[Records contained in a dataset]
↓

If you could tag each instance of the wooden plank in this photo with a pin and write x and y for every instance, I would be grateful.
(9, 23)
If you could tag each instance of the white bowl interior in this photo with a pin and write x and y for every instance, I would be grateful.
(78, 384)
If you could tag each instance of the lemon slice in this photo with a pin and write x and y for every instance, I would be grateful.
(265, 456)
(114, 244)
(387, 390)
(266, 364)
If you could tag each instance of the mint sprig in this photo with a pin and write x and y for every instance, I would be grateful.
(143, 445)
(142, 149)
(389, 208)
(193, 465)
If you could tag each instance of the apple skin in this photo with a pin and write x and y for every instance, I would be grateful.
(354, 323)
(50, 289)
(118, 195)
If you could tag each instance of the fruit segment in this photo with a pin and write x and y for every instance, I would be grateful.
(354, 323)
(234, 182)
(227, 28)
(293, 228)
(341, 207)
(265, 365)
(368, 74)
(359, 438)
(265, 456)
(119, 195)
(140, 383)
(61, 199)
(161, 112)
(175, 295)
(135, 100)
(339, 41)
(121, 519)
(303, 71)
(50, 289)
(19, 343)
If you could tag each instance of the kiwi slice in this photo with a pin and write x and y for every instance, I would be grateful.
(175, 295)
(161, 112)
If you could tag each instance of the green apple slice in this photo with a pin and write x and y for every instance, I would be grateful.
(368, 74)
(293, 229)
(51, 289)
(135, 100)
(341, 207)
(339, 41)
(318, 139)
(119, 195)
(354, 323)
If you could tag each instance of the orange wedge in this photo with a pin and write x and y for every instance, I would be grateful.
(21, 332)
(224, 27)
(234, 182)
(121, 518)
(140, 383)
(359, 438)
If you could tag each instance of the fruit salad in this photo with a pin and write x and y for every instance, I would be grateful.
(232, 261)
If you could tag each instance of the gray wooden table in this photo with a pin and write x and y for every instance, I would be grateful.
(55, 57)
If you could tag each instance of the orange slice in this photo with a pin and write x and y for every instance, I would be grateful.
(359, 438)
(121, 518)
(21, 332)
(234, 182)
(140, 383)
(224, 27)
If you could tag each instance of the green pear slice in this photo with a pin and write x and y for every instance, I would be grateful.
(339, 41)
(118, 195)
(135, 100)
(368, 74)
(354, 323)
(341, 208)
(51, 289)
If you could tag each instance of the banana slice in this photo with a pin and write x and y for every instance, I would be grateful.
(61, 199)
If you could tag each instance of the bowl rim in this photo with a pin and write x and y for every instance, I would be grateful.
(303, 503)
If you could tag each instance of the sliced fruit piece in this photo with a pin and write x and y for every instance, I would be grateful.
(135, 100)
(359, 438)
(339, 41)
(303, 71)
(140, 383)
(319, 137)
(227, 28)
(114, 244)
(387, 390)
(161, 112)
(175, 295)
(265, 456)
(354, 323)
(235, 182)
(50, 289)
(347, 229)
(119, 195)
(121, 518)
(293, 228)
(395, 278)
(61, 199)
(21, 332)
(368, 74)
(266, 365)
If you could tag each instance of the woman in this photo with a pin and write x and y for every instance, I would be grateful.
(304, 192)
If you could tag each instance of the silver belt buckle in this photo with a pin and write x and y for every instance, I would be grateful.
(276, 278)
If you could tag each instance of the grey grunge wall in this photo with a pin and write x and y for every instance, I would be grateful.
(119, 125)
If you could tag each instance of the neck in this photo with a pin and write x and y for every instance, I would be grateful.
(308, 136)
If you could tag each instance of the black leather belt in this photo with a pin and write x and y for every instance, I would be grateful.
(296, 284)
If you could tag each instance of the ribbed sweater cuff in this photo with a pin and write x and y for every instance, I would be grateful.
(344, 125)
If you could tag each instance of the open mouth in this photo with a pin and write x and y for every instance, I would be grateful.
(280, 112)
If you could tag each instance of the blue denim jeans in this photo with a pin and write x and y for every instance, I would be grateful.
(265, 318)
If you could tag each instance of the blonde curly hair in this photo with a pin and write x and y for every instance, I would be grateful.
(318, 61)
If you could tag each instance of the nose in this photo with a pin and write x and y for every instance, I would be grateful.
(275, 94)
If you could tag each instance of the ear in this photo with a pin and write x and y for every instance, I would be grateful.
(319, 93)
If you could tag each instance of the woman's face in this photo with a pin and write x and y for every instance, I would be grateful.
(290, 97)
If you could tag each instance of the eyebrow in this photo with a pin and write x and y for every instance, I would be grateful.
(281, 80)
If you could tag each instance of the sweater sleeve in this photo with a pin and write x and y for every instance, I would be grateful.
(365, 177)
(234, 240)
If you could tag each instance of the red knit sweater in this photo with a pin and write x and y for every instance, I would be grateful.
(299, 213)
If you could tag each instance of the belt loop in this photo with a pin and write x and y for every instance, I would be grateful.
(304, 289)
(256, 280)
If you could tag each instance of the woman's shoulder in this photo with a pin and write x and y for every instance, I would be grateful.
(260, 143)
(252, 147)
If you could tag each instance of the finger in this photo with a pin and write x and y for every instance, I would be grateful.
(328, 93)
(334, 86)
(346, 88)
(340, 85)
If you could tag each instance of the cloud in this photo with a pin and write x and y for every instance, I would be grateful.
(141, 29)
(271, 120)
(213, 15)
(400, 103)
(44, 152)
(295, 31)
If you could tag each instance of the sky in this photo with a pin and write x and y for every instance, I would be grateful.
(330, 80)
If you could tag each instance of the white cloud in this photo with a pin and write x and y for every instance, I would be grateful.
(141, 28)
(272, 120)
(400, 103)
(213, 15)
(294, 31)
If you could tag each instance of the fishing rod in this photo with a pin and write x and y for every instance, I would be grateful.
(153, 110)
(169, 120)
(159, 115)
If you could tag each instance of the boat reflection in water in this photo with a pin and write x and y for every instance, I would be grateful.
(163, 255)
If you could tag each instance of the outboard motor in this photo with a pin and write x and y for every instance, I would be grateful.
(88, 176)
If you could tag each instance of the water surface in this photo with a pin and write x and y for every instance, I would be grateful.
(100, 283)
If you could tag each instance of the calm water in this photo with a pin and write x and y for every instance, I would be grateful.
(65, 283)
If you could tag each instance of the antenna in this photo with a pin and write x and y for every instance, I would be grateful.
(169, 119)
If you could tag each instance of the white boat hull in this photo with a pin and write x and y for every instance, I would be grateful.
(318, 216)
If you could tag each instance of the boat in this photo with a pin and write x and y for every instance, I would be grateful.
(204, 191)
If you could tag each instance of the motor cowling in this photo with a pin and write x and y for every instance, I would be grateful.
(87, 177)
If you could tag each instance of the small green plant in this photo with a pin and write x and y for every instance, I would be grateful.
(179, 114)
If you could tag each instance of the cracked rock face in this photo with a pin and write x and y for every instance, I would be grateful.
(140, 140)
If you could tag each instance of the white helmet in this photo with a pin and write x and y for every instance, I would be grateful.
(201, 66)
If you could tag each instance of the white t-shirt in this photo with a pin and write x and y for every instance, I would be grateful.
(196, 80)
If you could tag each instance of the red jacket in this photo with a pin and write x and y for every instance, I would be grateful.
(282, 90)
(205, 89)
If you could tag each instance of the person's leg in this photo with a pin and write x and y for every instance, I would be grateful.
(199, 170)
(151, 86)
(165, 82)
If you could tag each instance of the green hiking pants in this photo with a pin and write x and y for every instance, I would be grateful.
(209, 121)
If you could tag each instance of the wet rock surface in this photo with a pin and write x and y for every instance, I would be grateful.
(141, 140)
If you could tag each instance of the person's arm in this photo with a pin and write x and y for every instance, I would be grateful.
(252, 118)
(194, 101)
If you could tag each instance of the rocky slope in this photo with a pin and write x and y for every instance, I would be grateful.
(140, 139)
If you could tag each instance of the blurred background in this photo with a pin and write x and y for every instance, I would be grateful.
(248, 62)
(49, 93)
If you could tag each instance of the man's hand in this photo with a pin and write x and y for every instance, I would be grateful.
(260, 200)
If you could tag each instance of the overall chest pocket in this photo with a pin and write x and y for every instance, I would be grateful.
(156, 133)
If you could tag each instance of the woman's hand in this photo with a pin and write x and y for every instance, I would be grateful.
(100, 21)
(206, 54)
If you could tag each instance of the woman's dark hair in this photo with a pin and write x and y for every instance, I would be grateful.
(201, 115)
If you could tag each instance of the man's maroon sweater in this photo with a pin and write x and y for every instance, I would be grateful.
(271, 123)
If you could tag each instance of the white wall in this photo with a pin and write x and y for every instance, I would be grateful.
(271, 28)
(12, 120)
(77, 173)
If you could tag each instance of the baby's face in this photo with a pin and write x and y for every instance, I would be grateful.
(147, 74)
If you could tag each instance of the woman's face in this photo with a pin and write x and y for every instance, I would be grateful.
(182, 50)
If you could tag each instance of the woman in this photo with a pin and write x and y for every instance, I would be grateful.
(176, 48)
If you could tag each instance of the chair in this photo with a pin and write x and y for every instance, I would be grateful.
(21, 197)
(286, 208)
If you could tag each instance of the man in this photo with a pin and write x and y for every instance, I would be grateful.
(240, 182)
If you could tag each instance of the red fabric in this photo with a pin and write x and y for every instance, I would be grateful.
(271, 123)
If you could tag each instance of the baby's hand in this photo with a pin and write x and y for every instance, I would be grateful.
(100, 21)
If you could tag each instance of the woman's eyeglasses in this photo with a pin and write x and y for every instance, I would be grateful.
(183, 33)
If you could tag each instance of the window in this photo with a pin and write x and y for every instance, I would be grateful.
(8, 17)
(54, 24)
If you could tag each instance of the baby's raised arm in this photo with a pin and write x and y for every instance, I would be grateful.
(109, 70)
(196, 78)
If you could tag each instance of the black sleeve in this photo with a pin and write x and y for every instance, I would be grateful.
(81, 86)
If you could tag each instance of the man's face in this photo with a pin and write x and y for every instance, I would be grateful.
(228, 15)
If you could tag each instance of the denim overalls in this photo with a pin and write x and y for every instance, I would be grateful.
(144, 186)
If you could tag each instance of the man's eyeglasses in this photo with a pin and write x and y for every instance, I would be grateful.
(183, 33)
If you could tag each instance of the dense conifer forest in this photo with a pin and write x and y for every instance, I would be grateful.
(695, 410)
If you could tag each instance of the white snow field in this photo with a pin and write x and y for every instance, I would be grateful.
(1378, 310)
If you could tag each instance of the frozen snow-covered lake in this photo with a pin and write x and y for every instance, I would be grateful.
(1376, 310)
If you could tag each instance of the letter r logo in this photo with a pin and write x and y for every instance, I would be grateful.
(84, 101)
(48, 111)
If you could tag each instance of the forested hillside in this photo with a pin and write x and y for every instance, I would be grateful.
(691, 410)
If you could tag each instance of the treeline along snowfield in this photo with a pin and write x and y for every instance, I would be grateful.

↑

* PROBLEM REQUIREMENTS: Output nothing but the line containing "If you could tag each instance of the man's eyeglasses" and each line after it in the entries above, exactly as written.

* TASK OUTPUT:
If you could tag each instance of the man's eyeglasses in this photo with a pin and write x and y for every instance, I would be grateful.
(183, 33)
If you could tag each instance of the dense conifer forest in this photo with a pin and write x and y for every instance, I would be grateful.
(695, 410)
If you could tag each instance of the white snow field in this photo with a pin and write x and y for every instance, I would be grateful.
(1378, 310)
If you could tag each instance of the frozen snow-covered lake in this photo with a pin and write x and y for every instance, I would be grateful.
(1376, 310)
If you could tag each instance of the letter r logo in this photo with a pin and write x and y for every instance, I would be grateful.
(84, 101)
(48, 111)
If you could tag each instance of the forested hillside in this photo with a pin and write x and y for every instance, I would be grateful.
(691, 410)
If you could tag each instance of the treeline along snowfield in this photo with a pin and write x and y for every instance, I would be grateful.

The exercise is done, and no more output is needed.